# [ENTRIES PROVIDED]
·····
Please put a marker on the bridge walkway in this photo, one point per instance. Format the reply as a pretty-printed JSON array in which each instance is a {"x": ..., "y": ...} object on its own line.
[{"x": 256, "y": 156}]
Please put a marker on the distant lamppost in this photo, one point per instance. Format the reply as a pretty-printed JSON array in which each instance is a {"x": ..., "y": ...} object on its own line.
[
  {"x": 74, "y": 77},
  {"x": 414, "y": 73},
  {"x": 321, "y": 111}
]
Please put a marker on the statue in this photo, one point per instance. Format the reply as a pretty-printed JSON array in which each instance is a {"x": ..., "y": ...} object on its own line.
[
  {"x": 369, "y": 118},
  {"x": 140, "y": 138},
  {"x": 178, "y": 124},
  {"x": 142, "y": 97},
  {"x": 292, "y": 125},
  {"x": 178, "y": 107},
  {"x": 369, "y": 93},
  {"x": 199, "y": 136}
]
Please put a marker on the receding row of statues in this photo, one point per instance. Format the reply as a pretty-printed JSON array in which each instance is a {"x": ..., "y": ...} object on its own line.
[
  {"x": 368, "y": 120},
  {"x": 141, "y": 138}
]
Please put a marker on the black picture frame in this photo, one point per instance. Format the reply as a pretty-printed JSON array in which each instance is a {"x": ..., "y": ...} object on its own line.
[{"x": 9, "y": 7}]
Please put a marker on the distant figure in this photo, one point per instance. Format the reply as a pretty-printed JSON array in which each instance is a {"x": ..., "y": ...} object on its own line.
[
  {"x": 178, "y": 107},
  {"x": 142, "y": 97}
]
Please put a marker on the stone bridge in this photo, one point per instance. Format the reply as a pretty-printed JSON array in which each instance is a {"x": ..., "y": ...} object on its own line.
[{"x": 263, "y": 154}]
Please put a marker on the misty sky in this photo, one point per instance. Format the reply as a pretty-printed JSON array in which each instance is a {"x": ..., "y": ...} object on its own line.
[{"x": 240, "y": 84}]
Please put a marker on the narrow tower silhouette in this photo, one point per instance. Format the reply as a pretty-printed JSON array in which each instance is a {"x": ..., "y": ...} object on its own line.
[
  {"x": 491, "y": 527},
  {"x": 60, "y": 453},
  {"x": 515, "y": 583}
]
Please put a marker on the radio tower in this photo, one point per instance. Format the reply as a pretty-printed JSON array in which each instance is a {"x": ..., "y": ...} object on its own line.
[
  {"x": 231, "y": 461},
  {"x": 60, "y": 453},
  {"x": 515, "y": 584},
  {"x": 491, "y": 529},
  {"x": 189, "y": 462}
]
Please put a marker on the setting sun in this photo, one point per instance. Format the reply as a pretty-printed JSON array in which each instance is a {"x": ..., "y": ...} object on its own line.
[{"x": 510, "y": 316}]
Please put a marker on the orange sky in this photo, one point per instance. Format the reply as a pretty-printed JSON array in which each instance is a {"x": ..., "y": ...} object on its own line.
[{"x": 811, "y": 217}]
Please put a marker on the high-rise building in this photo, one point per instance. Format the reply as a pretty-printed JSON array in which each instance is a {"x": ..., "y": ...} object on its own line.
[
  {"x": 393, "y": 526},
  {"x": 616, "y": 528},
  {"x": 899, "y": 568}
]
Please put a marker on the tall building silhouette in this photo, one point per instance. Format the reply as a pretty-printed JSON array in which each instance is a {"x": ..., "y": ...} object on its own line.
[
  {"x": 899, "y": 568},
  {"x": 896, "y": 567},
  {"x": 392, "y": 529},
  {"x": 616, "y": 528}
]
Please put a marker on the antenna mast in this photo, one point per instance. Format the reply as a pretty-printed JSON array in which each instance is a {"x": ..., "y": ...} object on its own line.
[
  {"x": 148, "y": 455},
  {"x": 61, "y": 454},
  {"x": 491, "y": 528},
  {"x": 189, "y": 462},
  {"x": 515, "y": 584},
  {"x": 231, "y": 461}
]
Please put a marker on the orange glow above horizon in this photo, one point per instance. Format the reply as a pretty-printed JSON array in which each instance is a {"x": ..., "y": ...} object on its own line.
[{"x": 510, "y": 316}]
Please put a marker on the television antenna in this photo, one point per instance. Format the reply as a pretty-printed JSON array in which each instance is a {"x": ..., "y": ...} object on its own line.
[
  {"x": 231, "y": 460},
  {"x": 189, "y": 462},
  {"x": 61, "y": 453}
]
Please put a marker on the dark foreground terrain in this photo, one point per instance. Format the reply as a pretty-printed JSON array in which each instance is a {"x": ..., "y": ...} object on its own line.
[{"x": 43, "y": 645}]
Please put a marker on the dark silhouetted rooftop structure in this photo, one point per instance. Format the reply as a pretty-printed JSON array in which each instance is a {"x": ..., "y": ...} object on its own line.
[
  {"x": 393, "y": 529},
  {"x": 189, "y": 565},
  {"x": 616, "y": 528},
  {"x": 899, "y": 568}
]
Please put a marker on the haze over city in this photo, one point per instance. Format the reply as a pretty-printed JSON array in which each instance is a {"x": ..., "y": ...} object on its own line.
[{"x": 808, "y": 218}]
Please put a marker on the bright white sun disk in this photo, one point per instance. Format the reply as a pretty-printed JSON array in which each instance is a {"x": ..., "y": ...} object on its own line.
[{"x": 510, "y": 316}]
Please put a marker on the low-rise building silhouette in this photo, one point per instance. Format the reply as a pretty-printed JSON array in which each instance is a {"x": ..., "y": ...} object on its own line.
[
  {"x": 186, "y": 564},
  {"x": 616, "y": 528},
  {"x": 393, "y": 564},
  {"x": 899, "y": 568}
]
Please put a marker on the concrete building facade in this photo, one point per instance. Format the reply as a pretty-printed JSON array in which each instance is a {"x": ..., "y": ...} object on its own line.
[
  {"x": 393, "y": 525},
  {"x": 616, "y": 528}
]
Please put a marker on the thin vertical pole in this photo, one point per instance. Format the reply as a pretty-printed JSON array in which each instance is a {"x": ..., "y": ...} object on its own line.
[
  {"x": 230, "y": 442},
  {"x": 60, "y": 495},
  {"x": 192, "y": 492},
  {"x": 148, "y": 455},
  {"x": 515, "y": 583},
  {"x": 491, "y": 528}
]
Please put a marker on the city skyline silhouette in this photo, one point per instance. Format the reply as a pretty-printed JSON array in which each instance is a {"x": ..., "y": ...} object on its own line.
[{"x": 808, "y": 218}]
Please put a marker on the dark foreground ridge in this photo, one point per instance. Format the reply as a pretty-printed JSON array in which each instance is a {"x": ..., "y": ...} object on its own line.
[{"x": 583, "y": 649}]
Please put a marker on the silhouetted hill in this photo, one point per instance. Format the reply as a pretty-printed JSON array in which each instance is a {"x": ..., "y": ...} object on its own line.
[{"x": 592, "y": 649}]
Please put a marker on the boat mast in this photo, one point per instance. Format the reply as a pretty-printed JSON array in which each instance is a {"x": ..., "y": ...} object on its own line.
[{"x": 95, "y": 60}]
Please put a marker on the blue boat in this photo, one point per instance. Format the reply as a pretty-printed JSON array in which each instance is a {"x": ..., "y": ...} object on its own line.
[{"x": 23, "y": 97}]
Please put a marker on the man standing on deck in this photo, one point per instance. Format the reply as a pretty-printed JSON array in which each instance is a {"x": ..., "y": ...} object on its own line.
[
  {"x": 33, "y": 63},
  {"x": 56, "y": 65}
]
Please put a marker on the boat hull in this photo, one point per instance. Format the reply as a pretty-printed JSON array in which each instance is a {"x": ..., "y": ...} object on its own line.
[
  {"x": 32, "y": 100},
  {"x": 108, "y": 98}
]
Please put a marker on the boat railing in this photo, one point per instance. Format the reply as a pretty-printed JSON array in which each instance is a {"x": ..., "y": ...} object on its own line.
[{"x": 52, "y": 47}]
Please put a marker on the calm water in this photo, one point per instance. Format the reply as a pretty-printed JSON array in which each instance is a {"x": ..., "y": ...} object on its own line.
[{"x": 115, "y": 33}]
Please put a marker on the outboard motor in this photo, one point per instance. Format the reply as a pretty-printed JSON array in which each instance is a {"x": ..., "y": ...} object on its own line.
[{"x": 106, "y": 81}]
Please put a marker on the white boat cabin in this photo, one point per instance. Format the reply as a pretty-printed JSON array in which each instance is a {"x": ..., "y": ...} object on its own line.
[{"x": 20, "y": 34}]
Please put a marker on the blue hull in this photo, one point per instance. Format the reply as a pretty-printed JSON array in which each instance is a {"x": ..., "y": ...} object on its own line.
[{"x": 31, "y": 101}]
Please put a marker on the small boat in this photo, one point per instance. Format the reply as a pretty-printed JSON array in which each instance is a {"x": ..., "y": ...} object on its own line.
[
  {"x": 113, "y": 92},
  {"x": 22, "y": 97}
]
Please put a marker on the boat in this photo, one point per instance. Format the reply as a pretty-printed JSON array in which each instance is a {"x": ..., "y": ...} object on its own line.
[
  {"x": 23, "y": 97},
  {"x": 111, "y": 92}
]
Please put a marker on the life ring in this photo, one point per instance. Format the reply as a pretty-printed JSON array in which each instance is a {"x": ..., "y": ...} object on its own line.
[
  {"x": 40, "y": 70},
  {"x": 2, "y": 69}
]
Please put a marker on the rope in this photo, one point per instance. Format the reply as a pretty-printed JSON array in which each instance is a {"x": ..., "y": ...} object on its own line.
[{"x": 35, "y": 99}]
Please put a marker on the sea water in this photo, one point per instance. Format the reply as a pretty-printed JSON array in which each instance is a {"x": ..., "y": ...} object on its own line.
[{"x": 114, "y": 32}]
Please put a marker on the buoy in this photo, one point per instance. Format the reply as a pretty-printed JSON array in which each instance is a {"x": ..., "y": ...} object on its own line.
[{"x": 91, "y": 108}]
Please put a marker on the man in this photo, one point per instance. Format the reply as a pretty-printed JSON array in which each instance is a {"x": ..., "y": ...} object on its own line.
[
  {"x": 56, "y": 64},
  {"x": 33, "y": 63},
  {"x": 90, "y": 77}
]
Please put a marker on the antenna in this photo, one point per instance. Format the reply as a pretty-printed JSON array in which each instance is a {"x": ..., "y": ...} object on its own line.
·····
Reproduce exactly the lines from the one with "Please put a marker on the white" through the end of the entries above, both ends included.

Please put a marker on the white boat cabin in this photo, one point per instance. Format the reply as a pretty-printed JSON array in which each instance is a {"x": ..., "y": ...} object on its own line.
[{"x": 20, "y": 34}]
Please put a marker on the blue hull in this photo, one point per instance. Format the reply as a pretty-printed JSON array in which each instance is a {"x": ..., "y": ...} object on its own line.
[{"x": 31, "y": 101}]
Please put a marker on the small boat in this photo, one point per instance. Format the reply as a pretty-printed JSON array in which each instance is a {"x": ..., "y": ...} object on its own line.
[
  {"x": 113, "y": 92},
  {"x": 22, "y": 97}
]
Please put a marker on the boat in this photo, one point per instance. Format the reply as a pretty-printed JSON array in which each instance is a {"x": ..., "y": ...} object on its own line.
[
  {"x": 23, "y": 97},
  {"x": 111, "y": 92}
]
Please put a marker on the life ring in this photo, one point per instance. Format the reply as a pretty-printed JSON array in which each instance is a {"x": ..., "y": ...} object on its own line.
[
  {"x": 40, "y": 70},
  {"x": 2, "y": 69}
]
Please put a marker on the rope in this photo, one point per instance. Format the reply as a pretty-printed JSON array in which each instance is a {"x": ..., "y": ...} object on its own line.
[{"x": 35, "y": 99}]
Please put a marker on the sea water in this photo, one point per instance. Format the reply as a pretty-printed JSON array in which each instance is a {"x": ..., "y": ...} object on its own line.
[{"x": 114, "y": 32}]
Please put a marker on the buoy in this photo, one point per instance. Format the reply as a pretty-printed JSON array in which each instance is a {"x": ..., "y": ...} object on its own line.
[{"x": 91, "y": 108}]
Please put a marker on the man in this photo, one point per instance. Format the reply as a pretty-printed JSON array in which each instance is a {"x": ..., "y": ...} object on its own line.
[
  {"x": 56, "y": 64},
  {"x": 33, "y": 63},
  {"x": 90, "y": 77}
]
Please put a marker on the antenna in this photo, one point per instance. Format the reply as a pretty-printed JSON array in which each instance is a {"x": ..., "y": ...} object on its own line.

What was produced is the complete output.